#### Work task
Take the entries that follow and write each one out exactly.

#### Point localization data

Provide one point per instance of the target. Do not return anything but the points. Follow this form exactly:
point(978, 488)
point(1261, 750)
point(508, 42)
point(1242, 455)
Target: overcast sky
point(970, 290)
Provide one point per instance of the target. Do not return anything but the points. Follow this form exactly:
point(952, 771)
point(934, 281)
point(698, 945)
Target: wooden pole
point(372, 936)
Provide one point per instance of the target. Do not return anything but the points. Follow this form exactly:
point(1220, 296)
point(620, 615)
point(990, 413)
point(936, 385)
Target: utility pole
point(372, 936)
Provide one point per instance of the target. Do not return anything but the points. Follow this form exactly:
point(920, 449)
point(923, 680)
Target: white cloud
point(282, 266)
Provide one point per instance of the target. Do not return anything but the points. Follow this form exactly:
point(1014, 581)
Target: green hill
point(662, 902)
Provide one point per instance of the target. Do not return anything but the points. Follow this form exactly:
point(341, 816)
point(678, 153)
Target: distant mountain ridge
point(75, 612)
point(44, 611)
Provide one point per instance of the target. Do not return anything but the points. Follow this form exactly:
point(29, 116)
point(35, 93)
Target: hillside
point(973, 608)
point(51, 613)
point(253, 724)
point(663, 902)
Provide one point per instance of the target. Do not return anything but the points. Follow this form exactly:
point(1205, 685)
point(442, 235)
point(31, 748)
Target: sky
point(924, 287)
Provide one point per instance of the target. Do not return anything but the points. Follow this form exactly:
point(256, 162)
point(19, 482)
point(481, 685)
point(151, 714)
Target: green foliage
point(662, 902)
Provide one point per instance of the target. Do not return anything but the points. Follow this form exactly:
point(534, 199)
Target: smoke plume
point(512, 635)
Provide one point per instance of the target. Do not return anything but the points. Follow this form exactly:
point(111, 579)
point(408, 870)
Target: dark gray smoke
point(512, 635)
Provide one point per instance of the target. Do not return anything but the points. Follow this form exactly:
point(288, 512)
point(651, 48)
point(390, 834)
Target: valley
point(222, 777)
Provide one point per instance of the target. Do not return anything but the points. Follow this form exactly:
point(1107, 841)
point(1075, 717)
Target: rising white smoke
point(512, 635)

#### Exercise response
Provide one point per instance of the target. Do not return anything but the points. Follow this form exactly:
point(978, 488)
point(1261, 750)
point(508, 42)
point(1242, 455)
Target: overcast sky
point(970, 290)
Provide one point per instance of the target. Do not return anything but the points. Follow this form exactly:
point(952, 771)
point(934, 281)
point(698, 945)
Target: wooden pole
point(372, 936)
Provide one point per instance of the target. Do not return anything but the points. Follow this form exactly:
point(1220, 296)
point(620, 615)
point(990, 413)
point(936, 385)
Target: utility pole
point(372, 936)
Provide one point per instance of the target. Do not return anything but the points. Follow this form exactly:
point(920, 449)
point(923, 680)
Target: white cloud
point(282, 266)
Provide one point per instance of the target. Do not return anything but the points. Follow this form exactly:
point(1014, 581)
Target: green hill
point(662, 902)
Provide one point per instance of the target. Do not return anything but the points. Follow this form exactly:
point(341, 816)
point(678, 153)
Target: distant mountain ridge
point(75, 612)
point(44, 611)
Provide one point per instance of the target. Do not return anything but the points. Follow this form exactly:
point(29, 116)
point(35, 93)
Target: hillside
point(973, 608)
point(51, 613)
point(253, 724)
point(663, 902)
Provide one point per instance of the target. Do not return anything but the points. Follow this form exactly:
point(1205, 685)
point(442, 235)
point(31, 748)
Target: sky
point(924, 287)
Provide one point per instance of the target. Do not return anything but the points. Follow this form exactly:
point(256, 162)
point(19, 482)
point(481, 685)
point(151, 714)
Target: green foliage
point(662, 902)
Provide one point per instance of the target. Do not return anything but the points. Follow this form exactly:
point(534, 199)
Target: smoke plume
point(512, 635)
Provide one point per instance of the target. Do not return anything but the points. Follow this form exactly:
point(111, 579)
point(408, 870)
Target: dark gray smoke
point(512, 635)
Provide one point per instance of the target. Do not return anything but the points. Follow this form exactly:
point(288, 512)
point(651, 48)
point(390, 834)
Target: valley
point(222, 777)
Provide one point per instance of the target. Do not return anything but the points. Follow this form exactly:
point(1107, 841)
point(1075, 717)
Target: rising white smoke
point(512, 635)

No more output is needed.